Entries from a point annotation set:
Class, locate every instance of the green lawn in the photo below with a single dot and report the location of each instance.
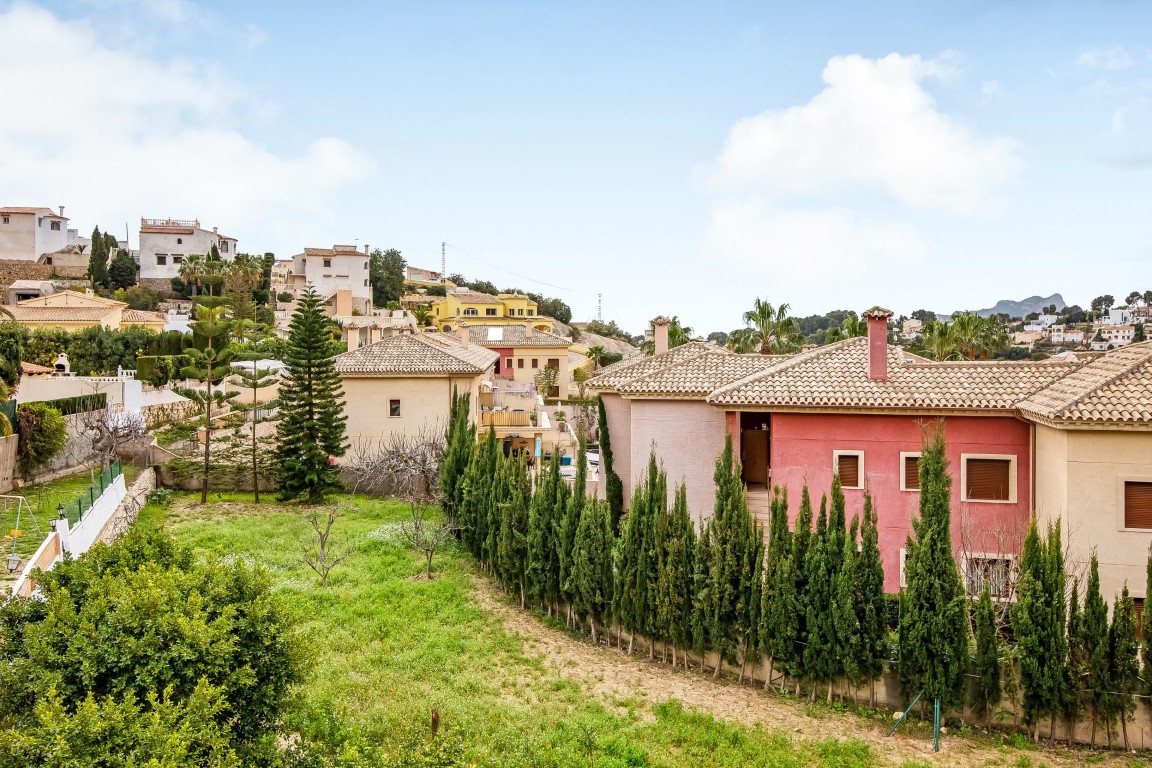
(388, 648)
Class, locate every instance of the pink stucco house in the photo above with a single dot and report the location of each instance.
(857, 407)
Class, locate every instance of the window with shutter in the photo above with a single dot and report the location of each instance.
(1138, 504)
(849, 468)
(910, 471)
(988, 479)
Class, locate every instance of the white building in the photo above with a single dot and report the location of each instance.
(28, 233)
(328, 270)
(165, 243)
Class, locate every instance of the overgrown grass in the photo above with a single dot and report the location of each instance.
(388, 648)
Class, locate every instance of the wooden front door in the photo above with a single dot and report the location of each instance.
(755, 456)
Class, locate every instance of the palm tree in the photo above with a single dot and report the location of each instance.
(770, 329)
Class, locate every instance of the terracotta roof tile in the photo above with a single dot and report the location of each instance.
(1114, 388)
(416, 355)
(836, 375)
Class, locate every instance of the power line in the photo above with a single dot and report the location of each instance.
(538, 282)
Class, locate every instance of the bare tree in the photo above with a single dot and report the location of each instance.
(320, 552)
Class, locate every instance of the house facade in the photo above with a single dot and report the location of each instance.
(485, 309)
(28, 233)
(403, 383)
(857, 409)
(166, 243)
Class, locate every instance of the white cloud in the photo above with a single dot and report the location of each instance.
(757, 240)
(1114, 59)
(872, 126)
(116, 135)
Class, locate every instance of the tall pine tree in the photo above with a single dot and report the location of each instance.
(933, 621)
(310, 434)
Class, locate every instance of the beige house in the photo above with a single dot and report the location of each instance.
(404, 383)
(74, 311)
(1093, 463)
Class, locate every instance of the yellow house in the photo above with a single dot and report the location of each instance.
(484, 309)
(1093, 464)
(74, 311)
(404, 382)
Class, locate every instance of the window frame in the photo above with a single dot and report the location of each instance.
(904, 455)
(1013, 478)
(859, 465)
(1121, 507)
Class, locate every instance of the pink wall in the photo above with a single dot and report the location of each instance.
(802, 448)
(688, 436)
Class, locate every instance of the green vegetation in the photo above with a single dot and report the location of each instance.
(387, 648)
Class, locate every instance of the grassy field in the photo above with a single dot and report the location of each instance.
(391, 647)
(388, 647)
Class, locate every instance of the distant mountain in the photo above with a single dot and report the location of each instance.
(1020, 309)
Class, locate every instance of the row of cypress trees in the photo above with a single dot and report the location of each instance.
(806, 600)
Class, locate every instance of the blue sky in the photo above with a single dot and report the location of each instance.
(679, 158)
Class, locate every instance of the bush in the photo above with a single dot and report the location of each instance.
(43, 434)
(141, 618)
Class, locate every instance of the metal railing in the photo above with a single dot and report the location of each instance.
(75, 512)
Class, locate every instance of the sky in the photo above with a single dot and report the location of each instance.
(674, 158)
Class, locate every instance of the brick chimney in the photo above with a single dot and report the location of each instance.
(660, 334)
(877, 343)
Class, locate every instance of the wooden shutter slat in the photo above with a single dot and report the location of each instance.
(848, 466)
(1138, 504)
(988, 479)
(912, 472)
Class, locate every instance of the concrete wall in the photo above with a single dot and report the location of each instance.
(1080, 481)
(687, 436)
(801, 450)
(424, 404)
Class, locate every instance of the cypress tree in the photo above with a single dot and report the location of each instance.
(1126, 666)
(778, 625)
(868, 588)
(1077, 661)
(514, 529)
(613, 487)
(459, 443)
(933, 621)
(310, 433)
(591, 570)
(987, 656)
(543, 560)
(820, 649)
(1096, 651)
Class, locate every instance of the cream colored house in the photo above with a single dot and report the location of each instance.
(74, 311)
(1093, 464)
(404, 383)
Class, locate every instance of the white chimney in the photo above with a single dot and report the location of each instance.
(660, 334)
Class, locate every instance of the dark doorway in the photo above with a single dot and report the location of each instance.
(753, 449)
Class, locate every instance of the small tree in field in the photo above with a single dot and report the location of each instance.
(311, 430)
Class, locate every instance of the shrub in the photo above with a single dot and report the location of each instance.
(43, 434)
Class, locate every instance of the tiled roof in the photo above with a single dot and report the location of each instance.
(133, 317)
(416, 355)
(22, 313)
(1115, 387)
(514, 335)
(836, 375)
(633, 367)
(700, 374)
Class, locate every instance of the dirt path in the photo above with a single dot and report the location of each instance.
(612, 676)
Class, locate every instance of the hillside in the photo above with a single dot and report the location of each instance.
(596, 340)
(1020, 309)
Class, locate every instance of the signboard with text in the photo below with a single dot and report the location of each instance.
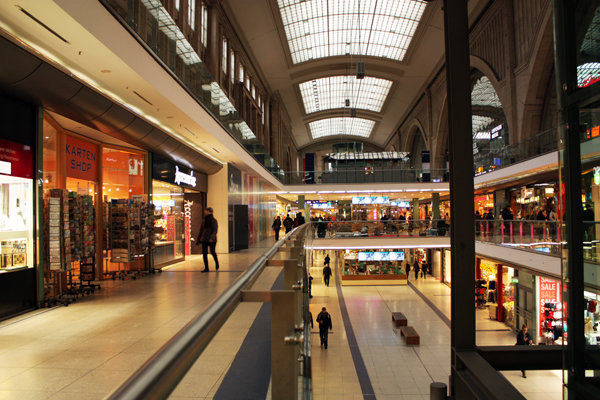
(81, 159)
(16, 159)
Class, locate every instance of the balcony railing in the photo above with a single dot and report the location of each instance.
(542, 143)
(154, 27)
(347, 175)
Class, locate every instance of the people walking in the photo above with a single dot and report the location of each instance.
(417, 268)
(208, 237)
(325, 325)
(288, 223)
(424, 269)
(276, 227)
(524, 339)
(326, 274)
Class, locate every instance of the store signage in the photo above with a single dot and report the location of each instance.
(381, 256)
(371, 200)
(81, 159)
(17, 159)
(166, 171)
(496, 132)
(548, 292)
(182, 177)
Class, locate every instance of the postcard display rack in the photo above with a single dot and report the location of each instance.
(131, 233)
(57, 244)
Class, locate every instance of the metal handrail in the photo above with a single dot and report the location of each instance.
(160, 375)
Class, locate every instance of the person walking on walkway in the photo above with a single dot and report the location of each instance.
(325, 325)
(424, 269)
(208, 237)
(326, 274)
(288, 223)
(277, 226)
(417, 268)
(524, 339)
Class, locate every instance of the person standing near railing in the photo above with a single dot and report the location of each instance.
(325, 325)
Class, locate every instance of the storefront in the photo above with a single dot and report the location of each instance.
(17, 208)
(179, 198)
(373, 267)
(495, 290)
(90, 172)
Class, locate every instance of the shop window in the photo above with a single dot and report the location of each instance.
(192, 14)
(232, 67)
(122, 174)
(50, 166)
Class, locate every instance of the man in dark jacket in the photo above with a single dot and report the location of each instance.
(208, 237)
(326, 274)
(288, 223)
(324, 321)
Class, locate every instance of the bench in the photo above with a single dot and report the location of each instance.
(412, 337)
(400, 319)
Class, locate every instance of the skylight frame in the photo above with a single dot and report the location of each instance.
(346, 126)
(331, 92)
(319, 28)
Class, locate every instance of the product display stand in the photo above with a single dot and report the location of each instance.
(480, 295)
(122, 236)
(57, 244)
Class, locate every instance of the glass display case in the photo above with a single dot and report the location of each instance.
(16, 227)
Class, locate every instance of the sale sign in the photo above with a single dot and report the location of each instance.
(81, 159)
(548, 292)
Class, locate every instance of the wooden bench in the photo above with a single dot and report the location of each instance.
(400, 319)
(412, 337)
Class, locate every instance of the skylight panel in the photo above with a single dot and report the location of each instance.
(328, 28)
(483, 94)
(341, 126)
(331, 93)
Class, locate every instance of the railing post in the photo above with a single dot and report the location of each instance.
(284, 352)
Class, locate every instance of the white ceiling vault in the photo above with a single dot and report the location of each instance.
(307, 51)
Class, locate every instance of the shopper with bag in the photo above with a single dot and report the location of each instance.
(208, 237)
(325, 325)
(276, 227)
(326, 274)
(524, 339)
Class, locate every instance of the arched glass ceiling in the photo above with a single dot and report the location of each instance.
(331, 93)
(483, 94)
(341, 126)
(327, 28)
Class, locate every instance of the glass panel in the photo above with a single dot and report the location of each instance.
(332, 92)
(328, 28)
(341, 126)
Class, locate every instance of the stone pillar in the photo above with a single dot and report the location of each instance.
(214, 40)
(436, 206)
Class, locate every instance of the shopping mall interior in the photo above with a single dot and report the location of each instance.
(362, 249)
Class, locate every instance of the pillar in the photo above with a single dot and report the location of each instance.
(436, 206)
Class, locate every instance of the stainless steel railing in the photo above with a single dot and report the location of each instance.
(160, 375)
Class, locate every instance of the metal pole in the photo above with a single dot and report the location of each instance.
(462, 235)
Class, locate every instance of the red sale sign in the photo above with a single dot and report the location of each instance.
(549, 292)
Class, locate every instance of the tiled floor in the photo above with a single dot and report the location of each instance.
(86, 350)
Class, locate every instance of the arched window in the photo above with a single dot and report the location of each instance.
(490, 130)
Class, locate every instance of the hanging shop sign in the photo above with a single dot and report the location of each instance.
(371, 200)
(16, 159)
(81, 159)
(166, 171)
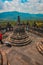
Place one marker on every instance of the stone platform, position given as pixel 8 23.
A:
pixel 23 55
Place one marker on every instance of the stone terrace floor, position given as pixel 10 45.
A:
pixel 26 55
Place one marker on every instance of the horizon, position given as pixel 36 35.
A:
pixel 25 6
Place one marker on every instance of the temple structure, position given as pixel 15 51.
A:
pixel 20 36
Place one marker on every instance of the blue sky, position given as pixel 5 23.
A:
pixel 27 6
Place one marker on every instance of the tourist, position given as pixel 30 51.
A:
pixel 1 37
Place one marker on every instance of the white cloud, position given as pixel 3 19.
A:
pixel 31 6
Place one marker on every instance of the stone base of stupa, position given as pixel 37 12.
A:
pixel 40 47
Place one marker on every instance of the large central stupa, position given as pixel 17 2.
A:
pixel 20 36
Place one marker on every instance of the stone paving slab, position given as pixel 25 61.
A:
pixel 26 55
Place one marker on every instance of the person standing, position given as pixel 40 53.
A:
pixel 1 37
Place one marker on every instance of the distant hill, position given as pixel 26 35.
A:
pixel 24 16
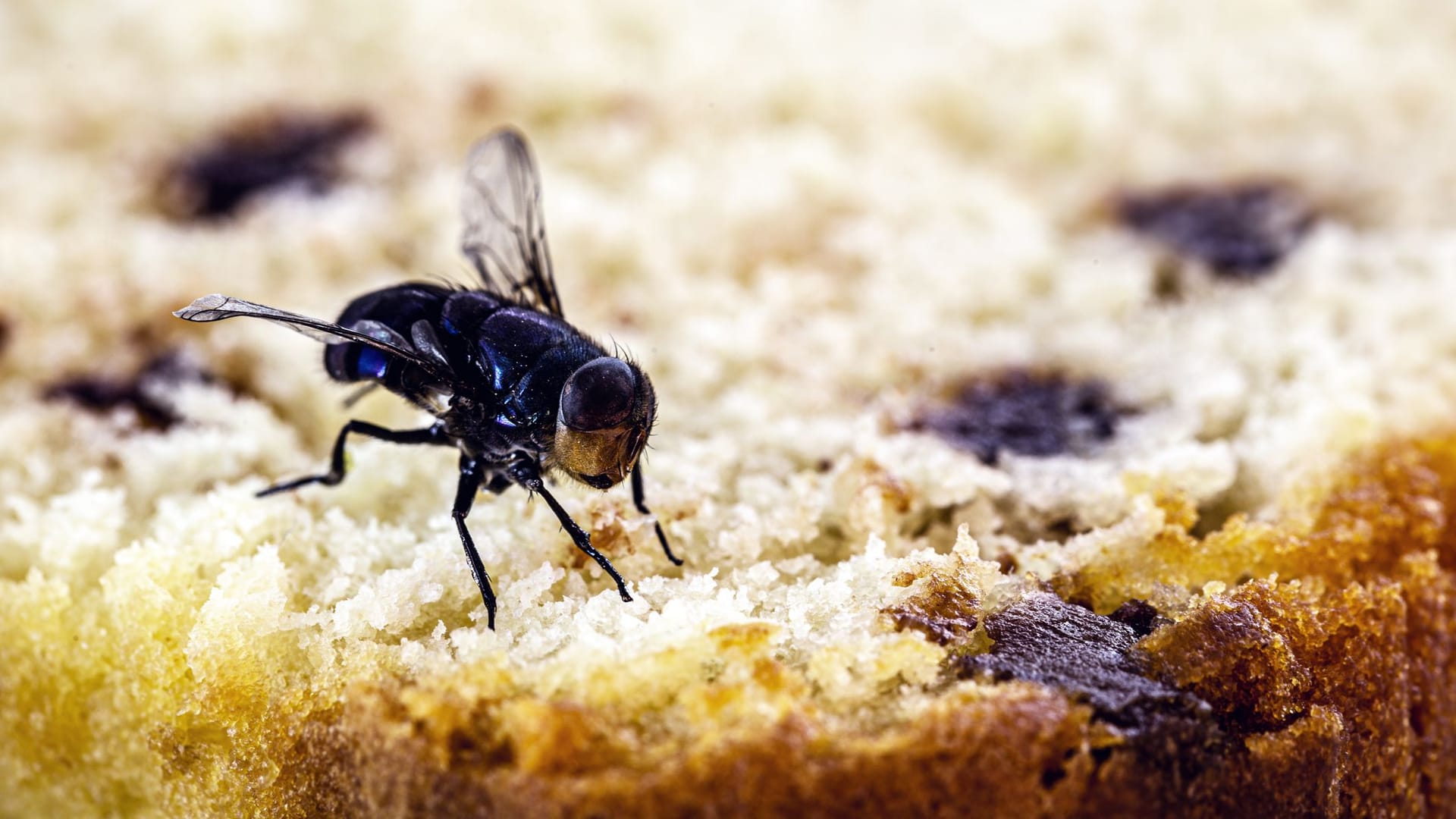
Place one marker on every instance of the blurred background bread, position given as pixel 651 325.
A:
pixel 1056 411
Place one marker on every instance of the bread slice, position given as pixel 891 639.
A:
pixel 1056 414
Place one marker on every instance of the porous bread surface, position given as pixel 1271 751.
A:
pixel 807 222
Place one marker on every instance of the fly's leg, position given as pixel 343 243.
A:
pixel 471 475
pixel 337 466
pixel 528 474
pixel 639 500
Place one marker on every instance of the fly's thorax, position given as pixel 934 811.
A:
pixel 603 422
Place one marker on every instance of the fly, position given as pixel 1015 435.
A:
pixel 510 382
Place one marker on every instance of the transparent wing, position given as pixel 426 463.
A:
pixel 218 308
pixel 504 234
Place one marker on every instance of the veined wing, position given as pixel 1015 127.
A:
pixel 504 234
pixel 218 308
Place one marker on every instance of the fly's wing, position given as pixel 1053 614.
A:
pixel 504 234
pixel 218 308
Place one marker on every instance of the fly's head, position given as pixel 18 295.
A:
pixel 601 425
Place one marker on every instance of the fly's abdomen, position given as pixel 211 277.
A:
pixel 389 315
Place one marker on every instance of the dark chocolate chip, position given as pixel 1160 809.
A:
pixel 1043 639
pixel 255 155
pixel 1141 617
pixel 145 392
pixel 1241 231
pixel 1025 413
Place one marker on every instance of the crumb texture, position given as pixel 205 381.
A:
pixel 1055 411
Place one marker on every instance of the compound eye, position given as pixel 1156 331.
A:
pixel 599 395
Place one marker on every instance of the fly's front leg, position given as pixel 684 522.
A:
pixel 639 500
pixel 528 474
pixel 471 475
pixel 337 466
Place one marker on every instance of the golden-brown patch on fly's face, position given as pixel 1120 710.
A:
pixel 604 417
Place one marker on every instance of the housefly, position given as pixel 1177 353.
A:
pixel 516 388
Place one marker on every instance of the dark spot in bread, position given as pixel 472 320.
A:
pixel 1044 639
pixel 1141 617
pixel 255 155
pixel 1037 414
pixel 143 392
pixel 1047 640
pixel 1241 231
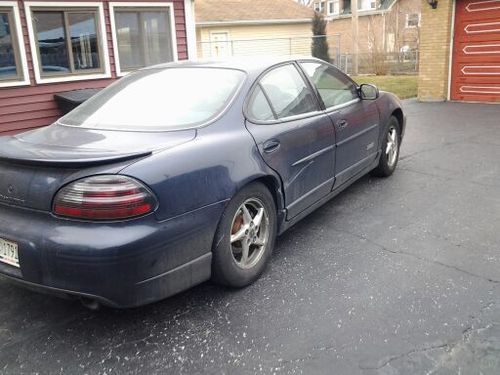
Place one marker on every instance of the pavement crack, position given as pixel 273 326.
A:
pixel 446 178
pixel 423 259
pixel 387 360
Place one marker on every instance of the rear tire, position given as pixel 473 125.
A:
pixel 245 237
pixel 390 149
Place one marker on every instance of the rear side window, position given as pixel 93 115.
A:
pixel 288 94
pixel 258 107
pixel 333 87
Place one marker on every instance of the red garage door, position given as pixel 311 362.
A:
pixel 476 51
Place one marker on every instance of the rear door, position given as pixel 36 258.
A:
pixel 294 136
pixel 356 121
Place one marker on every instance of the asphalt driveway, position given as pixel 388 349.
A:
pixel 394 276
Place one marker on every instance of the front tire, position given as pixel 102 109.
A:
pixel 390 150
pixel 245 237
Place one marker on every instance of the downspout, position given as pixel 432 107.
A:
pixel 190 29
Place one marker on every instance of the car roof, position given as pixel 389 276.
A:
pixel 251 65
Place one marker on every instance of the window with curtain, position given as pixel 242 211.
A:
pixel 67 41
pixel 143 36
pixel 9 54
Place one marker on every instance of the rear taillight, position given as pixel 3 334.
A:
pixel 104 198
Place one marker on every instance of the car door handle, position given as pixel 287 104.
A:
pixel 342 124
pixel 271 145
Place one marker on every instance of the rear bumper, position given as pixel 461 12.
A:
pixel 122 264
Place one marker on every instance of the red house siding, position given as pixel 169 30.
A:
pixel 32 106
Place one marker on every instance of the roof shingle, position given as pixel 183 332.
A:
pixel 249 10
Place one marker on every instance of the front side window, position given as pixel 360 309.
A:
pixel 288 94
pixel 10 64
pixel 333 87
pixel 159 100
pixel 67 41
pixel 143 37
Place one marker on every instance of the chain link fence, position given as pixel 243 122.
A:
pixel 379 63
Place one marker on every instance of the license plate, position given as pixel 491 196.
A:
pixel 9 252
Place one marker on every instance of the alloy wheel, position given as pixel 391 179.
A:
pixel 249 233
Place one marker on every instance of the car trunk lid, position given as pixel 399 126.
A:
pixel 34 165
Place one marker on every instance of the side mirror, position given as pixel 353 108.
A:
pixel 368 92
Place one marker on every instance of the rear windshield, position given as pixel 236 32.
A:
pixel 159 100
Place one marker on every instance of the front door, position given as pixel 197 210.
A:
pixel 356 121
pixel 294 137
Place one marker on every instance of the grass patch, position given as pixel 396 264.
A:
pixel 403 86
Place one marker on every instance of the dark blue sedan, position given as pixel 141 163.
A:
pixel 183 172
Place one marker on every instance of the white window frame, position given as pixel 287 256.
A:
pixel 102 33
pixel 408 20
pixel 373 6
pixel 328 7
pixel 23 64
pixel 140 5
pixel 320 6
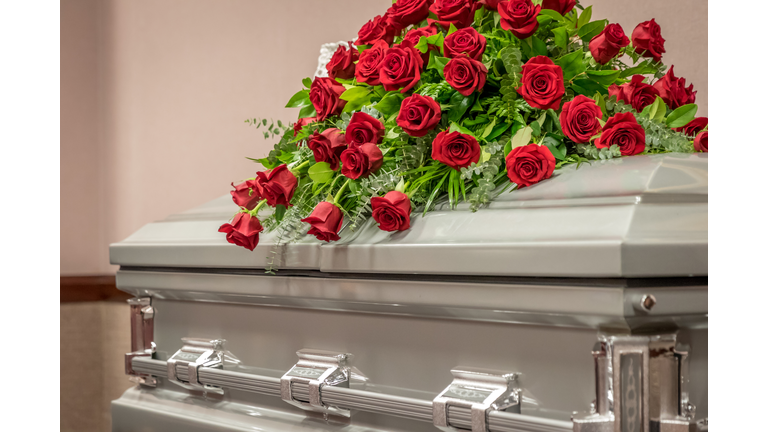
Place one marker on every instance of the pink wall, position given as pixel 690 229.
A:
pixel 154 94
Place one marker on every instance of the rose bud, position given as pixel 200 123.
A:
pixel 560 6
pixel 324 93
pixel 363 128
pixel 361 161
pixel 455 149
pixel 326 221
pixel 672 90
pixel 392 211
pixel 542 83
pixel 243 230
pixel 647 40
pixel 636 93
pixel 342 63
pixel 246 194
pixel 624 131
pixel 519 17
pixel 529 164
pixel 460 13
pixel 466 75
pixel 401 68
pixel 579 119
pixel 694 126
pixel 465 41
pixel 327 146
pixel 367 70
pixel 418 115
pixel 700 143
pixel 606 45
pixel 277 185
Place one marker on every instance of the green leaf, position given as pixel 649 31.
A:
pixel 320 172
pixel 682 116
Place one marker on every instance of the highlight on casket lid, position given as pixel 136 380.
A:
pixel 466 100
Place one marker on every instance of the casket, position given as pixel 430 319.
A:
pixel 579 303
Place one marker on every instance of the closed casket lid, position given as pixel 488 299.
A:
pixel 639 216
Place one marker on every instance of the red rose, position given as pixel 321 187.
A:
pixel 673 91
pixel 401 68
pixel 367 70
pixel 374 30
pixel 700 143
pixel 327 147
pixel 529 164
pixel 342 64
pixel 277 185
pixel 465 74
pixel 542 83
pixel 392 211
pixel 360 161
pixel 636 93
pixel 606 45
pixel 406 12
pixel 246 194
pixel 418 115
pixel 647 40
pixel 624 131
pixel 243 230
pixel 326 221
pixel 561 6
pixel 363 128
pixel 579 119
pixel 324 94
pixel 460 13
pixel 455 149
pixel 519 17
pixel 465 41
pixel 694 126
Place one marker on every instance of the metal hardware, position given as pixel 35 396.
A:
pixel 641 386
pixel 142 338
pixel 183 367
pixel 480 391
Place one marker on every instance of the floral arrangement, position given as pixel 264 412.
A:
pixel 464 100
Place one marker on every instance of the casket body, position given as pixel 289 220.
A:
pixel 527 285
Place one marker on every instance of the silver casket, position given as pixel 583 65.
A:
pixel 579 303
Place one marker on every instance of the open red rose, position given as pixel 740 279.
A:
pixel 455 149
pixel 327 146
pixel 243 230
pixel 324 93
pixel 418 115
pixel 466 75
pixel 460 13
pixel 277 185
pixel 326 221
pixel 624 131
pixel 401 68
pixel 361 161
pixel 579 119
pixel 700 143
pixel 464 41
pixel 342 63
pixel 606 45
pixel 392 211
pixel 560 6
pixel 363 128
pixel 529 164
pixel 647 40
pixel 519 17
pixel 542 83
pixel 673 91
pixel 636 93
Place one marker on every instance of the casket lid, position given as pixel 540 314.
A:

REQUIREMENT: Everything from the line containing "Place one marker on every instance of the open" through the last line of the records must be given again exactly; leave out all other lines.

PROBLEM SOLUTION:
Place one marker on every instance of the open red rose, position given as pixel 740 279.
A:
pixel 455 149
pixel 327 146
pixel 243 230
pixel 324 93
pixel 418 115
pixel 466 75
pixel 460 13
pixel 277 185
pixel 326 221
pixel 624 131
pixel 401 68
pixel 361 161
pixel 579 119
pixel 700 143
pixel 464 41
pixel 342 63
pixel 606 45
pixel 392 211
pixel 560 6
pixel 363 128
pixel 529 164
pixel 647 40
pixel 519 17
pixel 542 83
pixel 673 91
pixel 636 93
Place one marker on every instance of the casket lid, position given as pixel 540 314.
A:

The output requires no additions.